* _SHORT TASK 1_
From the protected section of the parser interface code, list the names of every member function whose return type is void.

I have known about std::variant
for a while but had dismissed it as not very useful (I have revised that opinion now). But I would like a second opinion on my usage to see if I can improve this.
The original class looked like this:
namespace ThorsAnvil::Serialize
{
class ParserInterface
{
public:
ParserInterface(std::istream& stream)
: input(stream)
{}
virtual ~ParserInterface() {}
virtual ParserToken getNextToken() = 0;
virtual std::string getKey() = 0;
virtual void getValue(short int&) = 0;
virtual void getValue(int&) = 0;
virtual void getValue(long int&) = 0;
virtual void getValue(long long int&) = 0;
virtual void getValue(unsigned short int&) = 0;
virtual void getValue(unsigned int&) = 0;
virtual void getValue(unsigned long int&) = 0;
virtual void getValue(unsigned long long int&)= 0;
virtual void getValue(float&) = 0;
virtual void getValue(double&) = 0;
virtual void getValue(long double&) = 0;
virtual void getValue(bool&) = 0;
virtual void getValue(std::string&) = 0;
virtual bool isValueNull() = 0;
virtual std::string getRawValue() = 0;
protected:
bool read(char* dst, std::size_t size)
{
return static_cast<bool>(input.read(dst, size));
}
bool readTo(std::string& dst, char delim)
{
return static_cast<bool>(std::getline(input, dst, delim));
}
std::size_t lastReadCount() const
{
return input.gcount();
}
std::streampos getPos()
{
return input.tellg();
}
int get()
{
return input.get();
}
int peek()
{
return input.peek();
}
void ignore(std::size_t size)
{
input.ignore(size);
}
void clear()
{
input.clear();
}
void unget()
{
input.unget();
}
bool ok() const
{
return !input.fail();
}
void setFail()
{
input.setstate(std::ios::failbit);
}
template<typename T>
bool readValue(T& value)

* _STORED RECORDS_
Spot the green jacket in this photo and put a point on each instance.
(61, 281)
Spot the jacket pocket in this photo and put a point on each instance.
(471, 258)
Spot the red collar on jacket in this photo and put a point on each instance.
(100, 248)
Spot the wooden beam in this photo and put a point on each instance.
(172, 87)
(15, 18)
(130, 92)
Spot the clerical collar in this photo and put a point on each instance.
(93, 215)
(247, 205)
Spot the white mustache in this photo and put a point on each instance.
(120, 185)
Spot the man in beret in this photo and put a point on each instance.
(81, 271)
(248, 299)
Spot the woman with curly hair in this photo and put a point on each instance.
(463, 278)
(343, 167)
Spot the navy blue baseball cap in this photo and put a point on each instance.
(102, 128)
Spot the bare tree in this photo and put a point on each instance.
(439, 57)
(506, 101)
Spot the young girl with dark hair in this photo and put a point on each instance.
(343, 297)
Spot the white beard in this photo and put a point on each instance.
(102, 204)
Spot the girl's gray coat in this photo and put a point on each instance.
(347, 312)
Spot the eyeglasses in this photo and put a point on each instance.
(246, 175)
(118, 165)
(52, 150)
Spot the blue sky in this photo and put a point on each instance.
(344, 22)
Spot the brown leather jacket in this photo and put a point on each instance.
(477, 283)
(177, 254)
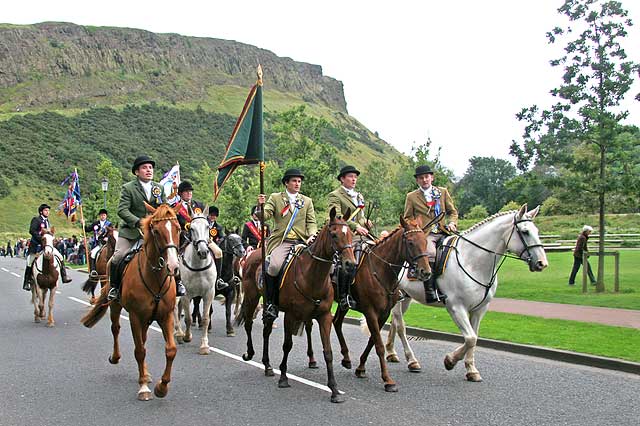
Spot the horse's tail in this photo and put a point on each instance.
(364, 328)
(89, 285)
(96, 313)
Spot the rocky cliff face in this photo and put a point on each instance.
(53, 64)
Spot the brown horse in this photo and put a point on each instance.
(376, 290)
(103, 256)
(45, 270)
(305, 294)
(148, 293)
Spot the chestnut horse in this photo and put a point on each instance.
(305, 294)
(102, 257)
(148, 293)
(376, 288)
(46, 271)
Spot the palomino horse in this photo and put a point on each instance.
(232, 252)
(46, 270)
(376, 289)
(148, 293)
(102, 257)
(470, 280)
(199, 276)
(305, 294)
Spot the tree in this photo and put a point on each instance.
(585, 121)
(484, 183)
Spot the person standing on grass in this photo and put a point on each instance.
(581, 247)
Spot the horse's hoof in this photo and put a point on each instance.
(393, 358)
(414, 367)
(145, 396)
(474, 377)
(283, 383)
(161, 390)
(390, 387)
(337, 399)
(449, 363)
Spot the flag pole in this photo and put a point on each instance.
(263, 249)
(84, 233)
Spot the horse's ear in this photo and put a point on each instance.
(522, 211)
(533, 213)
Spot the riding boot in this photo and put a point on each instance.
(344, 291)
(92, 267)
(63, 273)
(26, 284)
(114, 282)
(220, 283)
(431, 291)
(270, 311)
(180, 290)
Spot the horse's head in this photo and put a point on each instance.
(47, 241)
(527, 243)
(341, 240)
(162, 231)
(199, 234)
(415, 247)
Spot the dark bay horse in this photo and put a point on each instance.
(376, 288)
(305, 294)
(103, 256)
(148, 294)
(45, 270)
(232, 252)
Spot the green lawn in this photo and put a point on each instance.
(550, 285)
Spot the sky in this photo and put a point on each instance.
(454, 72)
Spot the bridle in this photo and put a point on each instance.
(502, 255)
(195, 247)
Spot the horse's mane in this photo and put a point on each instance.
(487, 220)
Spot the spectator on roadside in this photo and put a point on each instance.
(581, 247)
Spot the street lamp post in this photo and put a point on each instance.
(105, 188)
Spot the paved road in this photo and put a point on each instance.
(61, 376)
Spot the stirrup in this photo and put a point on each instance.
(221, 284)
(114, 294)
(270, 312)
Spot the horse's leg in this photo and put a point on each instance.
(267, 327)
(286, 348)
(412, 362)
(185, 302)
(473, 375)
(144, 393)
(115, 309)
(162, 386)
(52, 296)
(324, 323)
(344, 349)
(204, 341)
(308, 327)
(228, 301)
(461, 317)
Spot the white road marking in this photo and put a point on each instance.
(235, 357)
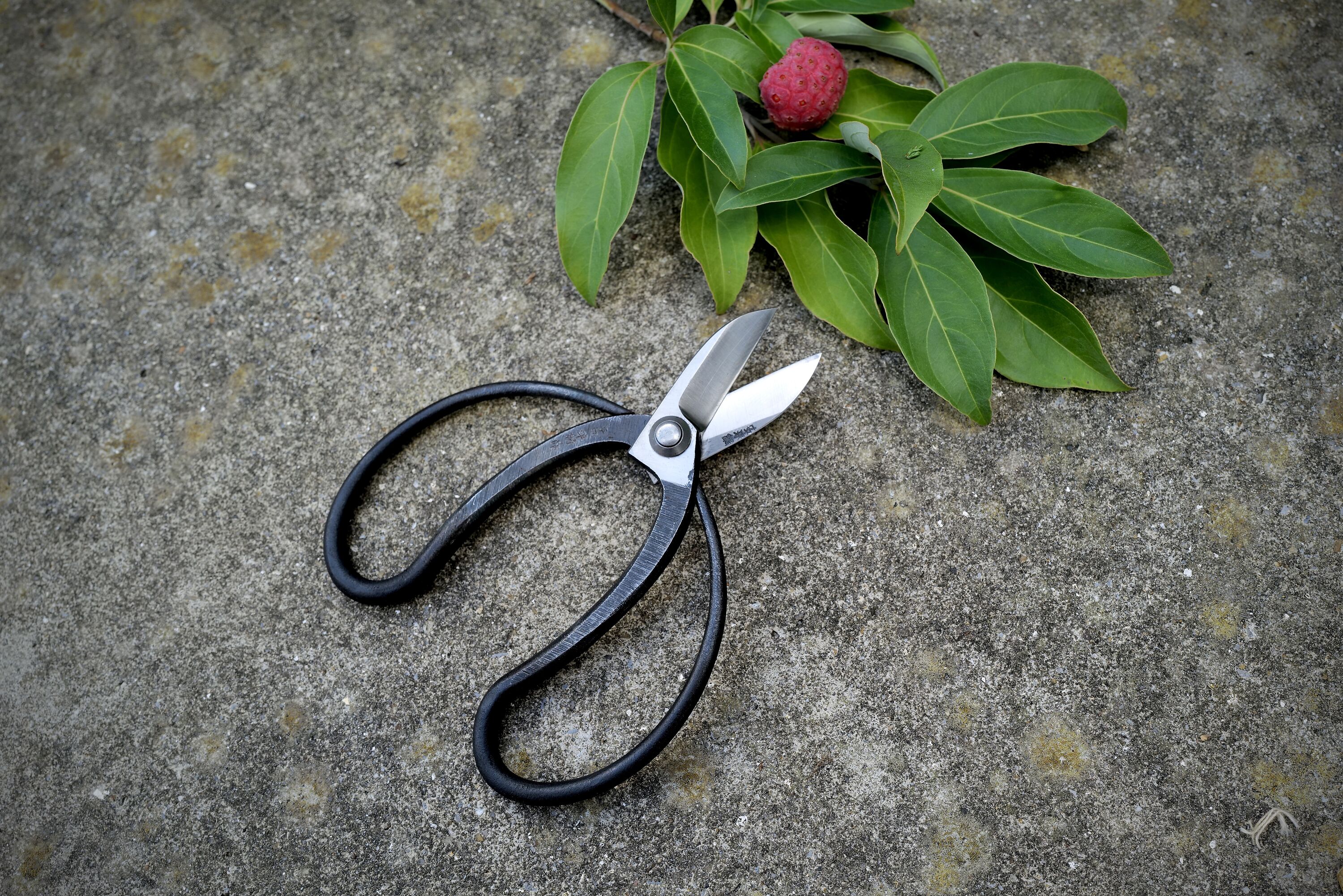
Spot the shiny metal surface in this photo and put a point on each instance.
(711, 414)
(757, 405)
(720, 367)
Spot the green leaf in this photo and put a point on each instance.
(599, 170)
(857, 7)
(885, 35)
(668, 14)
(711, 111)
(731, 54)
(938, 309)
(911, 168)
(767, 30)
(791, 171)
(1043, 339)
(1048, 223)
(876, 102)
(720, 242)
(833, 270)
(1018, 104)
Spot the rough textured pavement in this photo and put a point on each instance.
(1072, 652)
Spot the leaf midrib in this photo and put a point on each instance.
(1040, 329)
(1029, 115)
(794, 179)
(610, 160)
(825, 245)
(1051, 230)
(699, 100)
(915, 264)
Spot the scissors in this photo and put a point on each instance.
(695, 421)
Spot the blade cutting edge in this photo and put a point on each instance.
(712, 379)
(757, 405)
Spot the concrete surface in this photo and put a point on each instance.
(1072, 652)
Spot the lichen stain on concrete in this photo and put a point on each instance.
(57, 156)
(522, 764)
(1272, 455)
(124, 448)
(376, 46)
(11, 278)
(324, 246)
(930, 666)
(305, 793)
(74, 64)
(1229, 521)
(1283, 31)
(1056, 750)
(1330, 422)
(422, 206)
(1307, 199)
(1193, 11)
(687, 778)
(295, 718)
(1223, 620)
(195, 433)
(152, 13)
(34, 858)
(202, 68)
(203, 293)
(1300, 781)
(175, 148)
(496, 214)
(958, 853)
(425, 747)
(1274, 168)
(210, 749)
(1115, 69)
(273, 73)
(252, 247)
(464, 131)
(589, 50)
(1329, 840)
(965, 711)
(240, 380)
(160, 187)
(225, 164)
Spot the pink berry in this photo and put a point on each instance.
(801, 90)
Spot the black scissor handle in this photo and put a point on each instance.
(669, 529)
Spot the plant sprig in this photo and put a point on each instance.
(947, 273)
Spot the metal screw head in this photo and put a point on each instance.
(668, 433)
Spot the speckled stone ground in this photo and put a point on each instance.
(1072, 652)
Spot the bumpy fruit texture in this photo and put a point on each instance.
(801, 90)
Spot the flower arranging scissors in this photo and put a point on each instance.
(697, 418)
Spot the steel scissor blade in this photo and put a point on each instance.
(722, 366)
(757, 405)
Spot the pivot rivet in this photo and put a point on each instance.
(669, 437)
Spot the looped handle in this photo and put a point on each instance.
(622, 429)
(418, 577)
(633, 585)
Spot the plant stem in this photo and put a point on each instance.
(762, 129)
(656, 34)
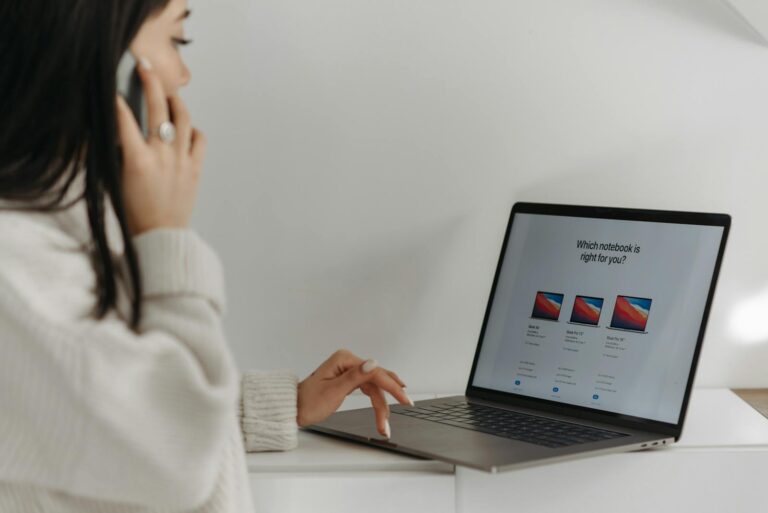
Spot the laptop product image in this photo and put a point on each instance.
(587, 310)
(545, 392)
(547, 306)
(631, 313)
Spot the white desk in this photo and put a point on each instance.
(719, 465)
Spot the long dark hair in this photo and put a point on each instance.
(58, 61)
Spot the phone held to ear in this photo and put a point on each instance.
(129, 87)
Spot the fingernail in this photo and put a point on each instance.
(369, 365)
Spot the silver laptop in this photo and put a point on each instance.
(589, 343)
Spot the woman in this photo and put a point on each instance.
(117, 389)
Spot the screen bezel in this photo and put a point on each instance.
(611, 213)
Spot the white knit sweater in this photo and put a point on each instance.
(97, 418)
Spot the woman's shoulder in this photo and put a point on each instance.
(46, 262)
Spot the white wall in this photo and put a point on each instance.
(365, 153)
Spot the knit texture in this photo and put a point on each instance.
(268, 410)
(99, 418)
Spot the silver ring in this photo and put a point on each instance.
(166, 132)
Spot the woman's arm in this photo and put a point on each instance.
(93, 409)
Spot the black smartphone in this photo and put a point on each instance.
(129, 87)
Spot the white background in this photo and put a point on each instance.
(364, 155)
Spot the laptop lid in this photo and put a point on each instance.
(599, 312)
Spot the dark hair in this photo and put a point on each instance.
(57, 115)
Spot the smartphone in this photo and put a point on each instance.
(129, 87)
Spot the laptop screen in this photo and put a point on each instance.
(599, 313)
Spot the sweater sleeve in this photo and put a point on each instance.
(94, 409)
(268, 411)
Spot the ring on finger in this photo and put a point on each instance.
(166, 132)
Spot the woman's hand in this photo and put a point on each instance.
(159, 179)
(322, 393)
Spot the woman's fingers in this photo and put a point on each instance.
(396, 378)
(385, 382)
(380, 406)
(198, 145)
(157, 103)
(182, 122)
(130, 134)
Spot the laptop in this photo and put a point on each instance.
(546, 387)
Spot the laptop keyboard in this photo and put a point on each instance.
(507, 424)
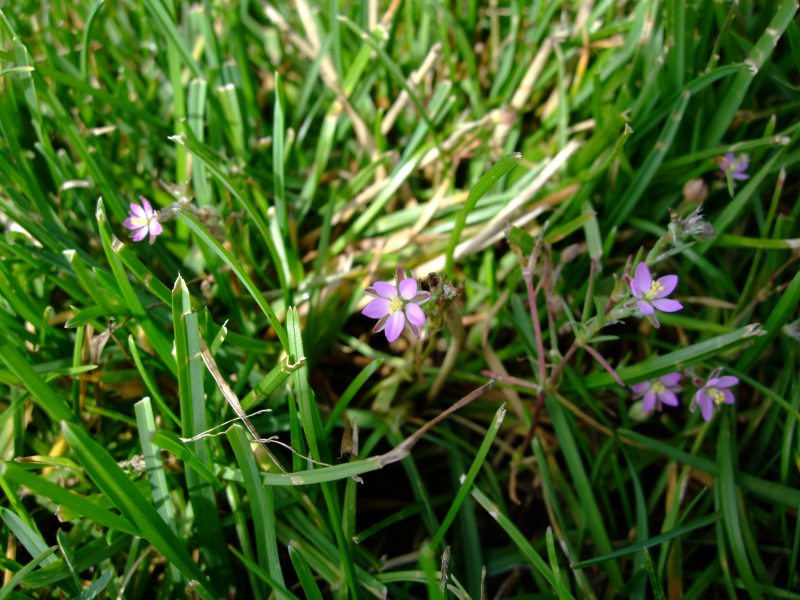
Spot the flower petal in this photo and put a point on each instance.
(645, 307)
(649, 401)
(385, 289)
(642, 278)
(155, 230)
(671, 379)
(408, 288)
(414, 314)
(667, 305)
(137, 211)
(376, 309)
(394, 326)
(705, 403)
(724, 381)
(669, 398)
(148, 210)
(669, 283)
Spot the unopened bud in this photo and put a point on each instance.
(695, 190)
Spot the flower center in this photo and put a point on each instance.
(140, 222)
(655, 289)
(395, 305)
(716, 395)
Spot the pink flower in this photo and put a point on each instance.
(659, 391)
(396, 303)
(143, 220)
(714, 393)
(651, 294)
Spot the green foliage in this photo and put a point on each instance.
(210, 415)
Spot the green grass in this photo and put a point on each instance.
(210, 415)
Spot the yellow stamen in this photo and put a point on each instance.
(395, 305)
(716, 395)
(655, 289)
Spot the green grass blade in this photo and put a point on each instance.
(262, 506)
(118, 488)
(484, 184)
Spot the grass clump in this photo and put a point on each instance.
(594, 202)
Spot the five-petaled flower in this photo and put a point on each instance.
(143, 220)
(714, 393)
(652, 295)
(658, 392)
(736, 167)
(396, 303)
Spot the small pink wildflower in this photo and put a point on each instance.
(652, 295)
(396, 303)
(143, 220)
(659, 392)
(714, 392)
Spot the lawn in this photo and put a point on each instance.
(399, 299)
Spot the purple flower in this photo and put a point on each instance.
(395, 303)
(652, 295)
(143, 220)
(714, 392)
(659, 391)
(736, 167)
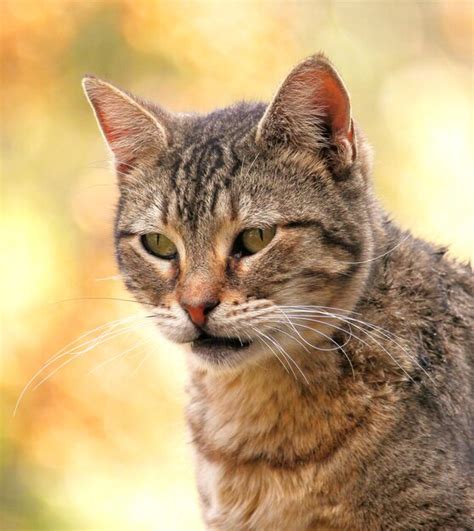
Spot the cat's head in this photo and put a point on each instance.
(231, 223)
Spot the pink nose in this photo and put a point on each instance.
(198, 312)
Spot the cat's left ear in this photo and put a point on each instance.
(311, 110)
(131, 128)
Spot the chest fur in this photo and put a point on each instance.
(279, 454)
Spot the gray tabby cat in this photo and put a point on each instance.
(329, 371)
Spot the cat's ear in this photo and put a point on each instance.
(132, 129)
(311, 110)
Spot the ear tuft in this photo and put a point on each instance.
(311, 110)
(131, 128)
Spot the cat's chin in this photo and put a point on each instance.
(220, 350)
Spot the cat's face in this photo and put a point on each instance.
(227, 221)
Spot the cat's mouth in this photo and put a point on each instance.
(212, 346)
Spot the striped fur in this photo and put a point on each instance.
(368, 433)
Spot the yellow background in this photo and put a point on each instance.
(101, 446)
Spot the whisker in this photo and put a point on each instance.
(337, 347)
(76, 355)
(116, 356)
(105, 330)
(76, 299)
(386, 334)
(262, 338)
(364, 342)
(287, 356)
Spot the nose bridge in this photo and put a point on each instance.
(197, 287)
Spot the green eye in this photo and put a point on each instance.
(252, 241)
(159, 245)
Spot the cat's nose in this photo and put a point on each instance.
(198, 312)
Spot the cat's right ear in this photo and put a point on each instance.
(131, 128)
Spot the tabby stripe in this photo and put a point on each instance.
(329, 236)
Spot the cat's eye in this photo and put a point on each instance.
(252, 241)
(159, 245)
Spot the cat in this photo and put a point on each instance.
(329, 368)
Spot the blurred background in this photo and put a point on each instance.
(101, 443)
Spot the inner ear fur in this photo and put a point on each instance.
(130, 127)
(311, 110)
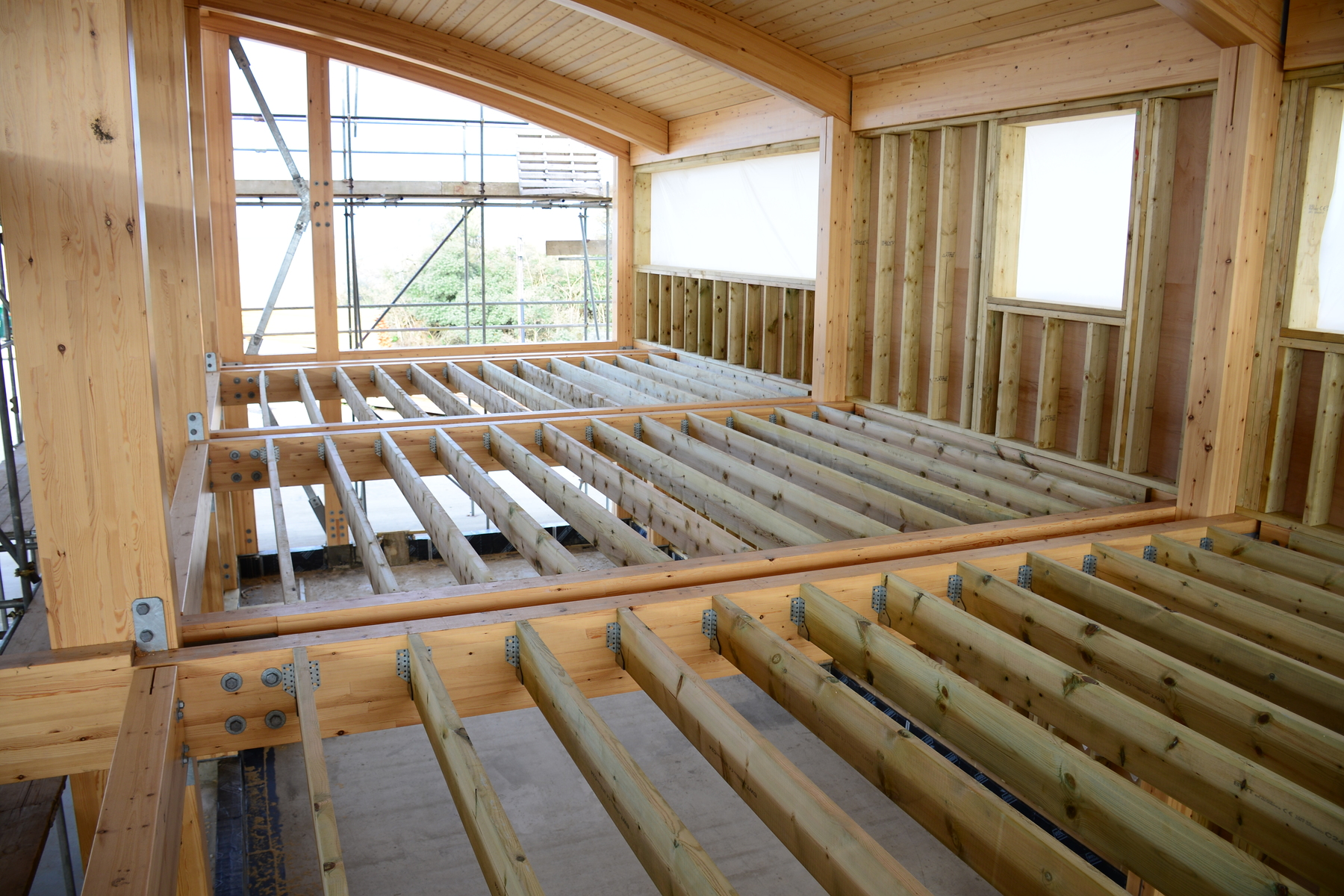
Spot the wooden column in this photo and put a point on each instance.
(831, 327)
(320, 193)
(632, 246)
(163, 146)
(1230, 267)
(72, 207)
(139, 836)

* _SHORT TASK 2_
Convert the stretch of the listing from the line containing "Spot the cat's right" through the end of the listing into a JSON list of strings, one string per line and no blank lines. Leave the picture out.

* _FULL RESPONSE 1_
ignore, clear, unget, setFail

* _FULL RESPONSE 2_
[
  "Spot the cat's right ear in this photo and put a point on each instance.",
  "(131, 128)",
  "Spot the tabby stripe in this photo and put a point on each instance.",
  "(329, 236)",
  "Spot the cat's eye in this photo and put a point on each instance.",
  "(252, 241)",
  "(159, 245)",
  "Spot the cat in this photo and put a point on each instance.",
  "(329, 368)",
  "Spot the blurred background in this photo and put a point on each instance.",
  "(101, 443)",
  "Spot the inner ear fur in this photo and put a point on each instance.",
  "(130, 127)",
  "(311, 110)",
  "Spot the wooden column in this photo and put a point on each instance.",
  "(831, 327)",
  "(320, 193)",
  "(632, 246)",
  "(163, 146)",
  "(1230, 267)",
  "(72, 207)",
  "(139, 836)"
]